The owner of the truck company, Stroy-Bud Montage, claims the low loader was stolen "earlier this month", although the date is not specified. The location of the Paris Match
photograph, however, has been traced by Ukraine at War
to a lay-by on the outskirts of Donetsk marked (1) on the satellite map (below - click to enlarge).
Interestingly, this is not very far from the truck depot where it was supposedly stolen and en route to a location
in Donetsk where it was spotted on 17 July (but not photographed). Thence it was driven on the low loader along the H21 highway where it was seen
travelling eastwards outside Zuhres marked (2).
From there, it was seen in Torez, first on the low loader (3) and then after the launcher had been offloaded (4). The launcher was then seen driving along the road under its own power (5) to a spot close to Snizhne, where the missile was launched (6).
From there, the Russian border is only about 15 miles almost due south, along an unclassified, but metalled road, easily traversable by a tracked vehicle to the border crossing at Marynivki, which is big enough to have its own customs post on the Ukrainian side.
Instead of taking this direct route, though, the launcher is apparently re-united with the low loader, whence it is identified
in a suburb of Luhansk (7), at the intersection of Korolenko St. and Nechuya-Levitsky Blvd. So far unexplained, the low loader and the BUK were travelling in the direction opposite to that which they had supposedly come, and were not on any direct route to the border.
According to the Ukrainian Security Service, however, the picture labelled as (7) is near Krasnodon (marked 8), the rig close to the Ukraine-Russian border and shortly to cross over (with one other) apparently at 2am, despite the shot showing daylight conditions.
By coincidence, though, Krasnodon is very close to Izvarino
where the Ukrainian An-26 flying at 6,500 metres was downed on 14 July, allegedly by an SA-11 missile, possibly from the same launcher that destroyed MH17.
That then is where it stands. On the one hand the indications that MH17 was downed by an SA-11 now firmer than ever but, on the other, the immediate origins of the launcher even less clear.
According to some narratives, the launcher manages to travel from the Russian border to Donetsk completely unobserved. It then pops up in Donetsk on a "stolen" low loader, only a few miles from the Ukraine base from which, earlier, one or more launchers were claimed to have been captured.
Then, on its trip from Donetsk to Snizhne, the launcher is constantly observed, its presence recorded on video or still camera a further five times. It is then filmed once more, in a suburb of Luhansk.
This is apparently after MH17 has been shot down, but without any corroborative evidence which would identify the date and time of filming, the detail can only be surmise. The SBU, who apparently released the film, have lied about the location and the time, so they could just as well be lying about the date.
After that, though, the launcher drops out of sight, 30 miles from the Russian border, and has not been seen again. Discount the Luhansk footage and the launcher has not been seen since it appearance near Snizhne, while no pictures of any other launchers, tracker unit or command module have been seen.
In evidential terms, therefore, it seems we are no closer to pinning down whether the federal Russian government assisted the separatists in obtaining the BUK M1, or took any part in the shooting down of MH17.
Of course, one cannot say that Putin and is government are innocent, but that isn't the point. No one, not even the Americans, have come up with any robust evidence that will support a claim that the Russian government, directly or even indirectly helped the separatists take possession of a BUK M1 launcher.
It is thus positively bizarre that the EU tomorrow is set to impose sanctions
on Russia, alongside the United States.
It has come to a pretty state that sanctions can now be imposed on an important nation, with significant diplomatic and economic implications, without first furnishing any convincing evidence. This is not the way things are supposed to work.

▶ [Data excerpts]
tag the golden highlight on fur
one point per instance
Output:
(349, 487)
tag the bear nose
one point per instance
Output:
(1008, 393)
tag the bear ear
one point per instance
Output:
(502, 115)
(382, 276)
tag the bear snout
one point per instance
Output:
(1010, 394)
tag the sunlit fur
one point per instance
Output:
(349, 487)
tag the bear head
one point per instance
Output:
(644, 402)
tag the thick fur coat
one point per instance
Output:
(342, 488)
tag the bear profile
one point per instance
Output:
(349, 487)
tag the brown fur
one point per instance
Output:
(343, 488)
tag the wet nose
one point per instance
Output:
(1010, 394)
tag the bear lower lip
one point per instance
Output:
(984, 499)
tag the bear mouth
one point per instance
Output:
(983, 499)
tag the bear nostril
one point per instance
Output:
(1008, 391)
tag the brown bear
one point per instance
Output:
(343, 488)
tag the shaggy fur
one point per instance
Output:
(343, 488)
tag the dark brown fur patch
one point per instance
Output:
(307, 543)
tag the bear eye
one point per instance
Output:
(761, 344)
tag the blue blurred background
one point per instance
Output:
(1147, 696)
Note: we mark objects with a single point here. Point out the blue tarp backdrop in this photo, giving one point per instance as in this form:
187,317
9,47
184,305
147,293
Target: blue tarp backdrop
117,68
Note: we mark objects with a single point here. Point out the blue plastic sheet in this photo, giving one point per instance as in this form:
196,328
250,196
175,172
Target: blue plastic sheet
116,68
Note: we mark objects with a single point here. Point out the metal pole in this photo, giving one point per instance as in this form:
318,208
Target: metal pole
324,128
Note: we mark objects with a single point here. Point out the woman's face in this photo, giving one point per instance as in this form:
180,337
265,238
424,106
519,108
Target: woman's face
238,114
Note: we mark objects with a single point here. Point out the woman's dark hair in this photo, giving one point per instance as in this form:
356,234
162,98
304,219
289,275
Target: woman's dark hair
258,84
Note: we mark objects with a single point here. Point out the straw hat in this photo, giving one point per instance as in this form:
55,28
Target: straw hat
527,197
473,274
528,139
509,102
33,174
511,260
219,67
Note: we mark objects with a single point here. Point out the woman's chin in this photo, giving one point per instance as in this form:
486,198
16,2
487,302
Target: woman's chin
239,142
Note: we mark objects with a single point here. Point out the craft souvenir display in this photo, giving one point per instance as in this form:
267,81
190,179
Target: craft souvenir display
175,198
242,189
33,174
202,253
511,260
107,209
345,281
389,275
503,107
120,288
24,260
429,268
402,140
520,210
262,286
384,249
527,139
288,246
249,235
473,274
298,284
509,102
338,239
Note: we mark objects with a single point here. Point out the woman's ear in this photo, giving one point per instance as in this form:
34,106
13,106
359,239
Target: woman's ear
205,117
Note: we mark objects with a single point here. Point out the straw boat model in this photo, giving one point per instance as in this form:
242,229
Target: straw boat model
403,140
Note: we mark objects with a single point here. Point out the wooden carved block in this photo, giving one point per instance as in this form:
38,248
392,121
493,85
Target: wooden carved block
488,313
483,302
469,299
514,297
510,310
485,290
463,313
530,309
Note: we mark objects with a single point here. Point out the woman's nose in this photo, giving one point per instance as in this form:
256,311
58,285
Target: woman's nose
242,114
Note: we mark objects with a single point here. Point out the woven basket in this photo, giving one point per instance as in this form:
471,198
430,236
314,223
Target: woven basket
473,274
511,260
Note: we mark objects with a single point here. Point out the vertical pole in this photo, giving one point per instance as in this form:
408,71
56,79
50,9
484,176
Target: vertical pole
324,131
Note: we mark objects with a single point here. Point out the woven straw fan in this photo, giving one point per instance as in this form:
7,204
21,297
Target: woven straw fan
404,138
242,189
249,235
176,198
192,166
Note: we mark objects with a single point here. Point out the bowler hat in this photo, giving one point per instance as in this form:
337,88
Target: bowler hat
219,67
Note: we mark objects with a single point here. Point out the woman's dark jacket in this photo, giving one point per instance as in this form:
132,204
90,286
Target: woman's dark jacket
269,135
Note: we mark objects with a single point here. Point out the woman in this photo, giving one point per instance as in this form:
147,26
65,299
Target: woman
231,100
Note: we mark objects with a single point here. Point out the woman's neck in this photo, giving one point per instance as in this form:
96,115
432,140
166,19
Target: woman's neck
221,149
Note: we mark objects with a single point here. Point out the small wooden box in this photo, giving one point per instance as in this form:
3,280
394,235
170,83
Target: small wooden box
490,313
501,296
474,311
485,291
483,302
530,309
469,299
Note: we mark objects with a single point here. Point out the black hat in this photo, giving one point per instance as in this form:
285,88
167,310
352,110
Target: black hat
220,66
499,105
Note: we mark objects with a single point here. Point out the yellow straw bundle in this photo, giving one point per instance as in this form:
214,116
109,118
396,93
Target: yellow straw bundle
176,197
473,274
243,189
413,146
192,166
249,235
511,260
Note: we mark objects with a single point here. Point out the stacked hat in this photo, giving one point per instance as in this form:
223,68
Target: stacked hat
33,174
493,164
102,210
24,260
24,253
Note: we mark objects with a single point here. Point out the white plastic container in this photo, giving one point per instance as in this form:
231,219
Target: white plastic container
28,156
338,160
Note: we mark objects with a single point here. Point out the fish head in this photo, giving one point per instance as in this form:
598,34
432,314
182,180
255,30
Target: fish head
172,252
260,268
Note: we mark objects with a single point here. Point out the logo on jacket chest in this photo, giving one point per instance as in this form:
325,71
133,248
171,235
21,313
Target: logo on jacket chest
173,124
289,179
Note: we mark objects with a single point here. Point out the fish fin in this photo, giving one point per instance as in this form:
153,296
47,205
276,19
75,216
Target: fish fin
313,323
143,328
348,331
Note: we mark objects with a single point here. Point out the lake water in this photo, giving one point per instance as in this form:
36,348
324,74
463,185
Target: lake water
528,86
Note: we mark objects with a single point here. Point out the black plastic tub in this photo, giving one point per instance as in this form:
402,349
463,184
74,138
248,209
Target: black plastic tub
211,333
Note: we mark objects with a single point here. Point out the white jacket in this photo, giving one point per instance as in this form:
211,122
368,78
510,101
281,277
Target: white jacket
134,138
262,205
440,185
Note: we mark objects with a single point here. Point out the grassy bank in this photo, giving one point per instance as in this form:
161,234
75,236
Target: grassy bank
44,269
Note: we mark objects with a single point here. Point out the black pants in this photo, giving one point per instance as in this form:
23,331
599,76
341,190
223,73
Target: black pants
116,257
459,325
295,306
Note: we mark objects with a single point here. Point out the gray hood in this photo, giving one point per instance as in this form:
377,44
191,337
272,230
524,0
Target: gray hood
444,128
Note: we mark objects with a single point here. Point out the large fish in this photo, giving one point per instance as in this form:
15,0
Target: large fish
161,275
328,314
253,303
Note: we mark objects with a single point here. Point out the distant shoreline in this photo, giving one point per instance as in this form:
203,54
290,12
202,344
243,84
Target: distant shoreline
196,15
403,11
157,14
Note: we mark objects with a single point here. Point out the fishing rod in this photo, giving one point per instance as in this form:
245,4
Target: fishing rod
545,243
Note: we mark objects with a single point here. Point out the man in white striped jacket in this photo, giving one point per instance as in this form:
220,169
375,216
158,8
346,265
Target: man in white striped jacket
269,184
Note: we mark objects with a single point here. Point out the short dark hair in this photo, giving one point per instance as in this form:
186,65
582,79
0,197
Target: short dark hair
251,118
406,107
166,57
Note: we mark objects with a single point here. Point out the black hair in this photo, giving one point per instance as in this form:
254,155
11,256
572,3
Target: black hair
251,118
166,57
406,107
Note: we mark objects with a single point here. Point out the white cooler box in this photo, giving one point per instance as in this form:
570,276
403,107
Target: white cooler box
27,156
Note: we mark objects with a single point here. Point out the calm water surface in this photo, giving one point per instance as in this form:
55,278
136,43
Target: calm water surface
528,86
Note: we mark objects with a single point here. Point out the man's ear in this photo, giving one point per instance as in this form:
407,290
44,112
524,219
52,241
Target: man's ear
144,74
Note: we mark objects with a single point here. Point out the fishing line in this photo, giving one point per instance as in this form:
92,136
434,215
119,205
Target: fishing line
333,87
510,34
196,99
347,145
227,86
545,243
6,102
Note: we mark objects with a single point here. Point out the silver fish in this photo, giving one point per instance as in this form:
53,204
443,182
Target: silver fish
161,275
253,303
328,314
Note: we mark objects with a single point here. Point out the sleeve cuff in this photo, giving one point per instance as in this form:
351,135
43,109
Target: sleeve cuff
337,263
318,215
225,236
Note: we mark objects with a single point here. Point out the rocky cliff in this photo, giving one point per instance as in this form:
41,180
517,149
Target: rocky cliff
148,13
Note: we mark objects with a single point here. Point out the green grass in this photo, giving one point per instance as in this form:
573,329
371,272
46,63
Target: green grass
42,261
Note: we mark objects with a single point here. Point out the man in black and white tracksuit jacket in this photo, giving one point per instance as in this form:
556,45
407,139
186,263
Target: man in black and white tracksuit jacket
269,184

▶ [Activity list]
**A)** Answer these questions from the article on the BUK launcher:
(i) Who traced the location of the Paris Match photograph?
(ii) At which intersection in a suburb of Luhansk was the launcher identified?
(iii) On what date was the Ukrainian An-26 downed?
**B)** Please repeat, word for word, everything in the article on the BUK launcher from "From there, it" down to "the Ukrainian side.".

▶ [Numbered responses]
**A)**
(i) Ukraine at War
(ii) The intersection of Korolenko St. and Nechuya-Levitsky Blvd.
(iii) 14 July

**B)**
From there, it was seen in Torez, first on the low loader (3) and then after the launcher had been offloaded (4). The launcher was then seen driving along the road under its own power (5) to a spot close to Snizhne, where the missile was launched (6).
From there, the Russian border is only about 15 miles almost due south, along an unclassified, but metalled road, easily traversable by a tracked vehicle to the border crossing at Marynivki, which is big enough to have its own customs post on the Ukrainian side.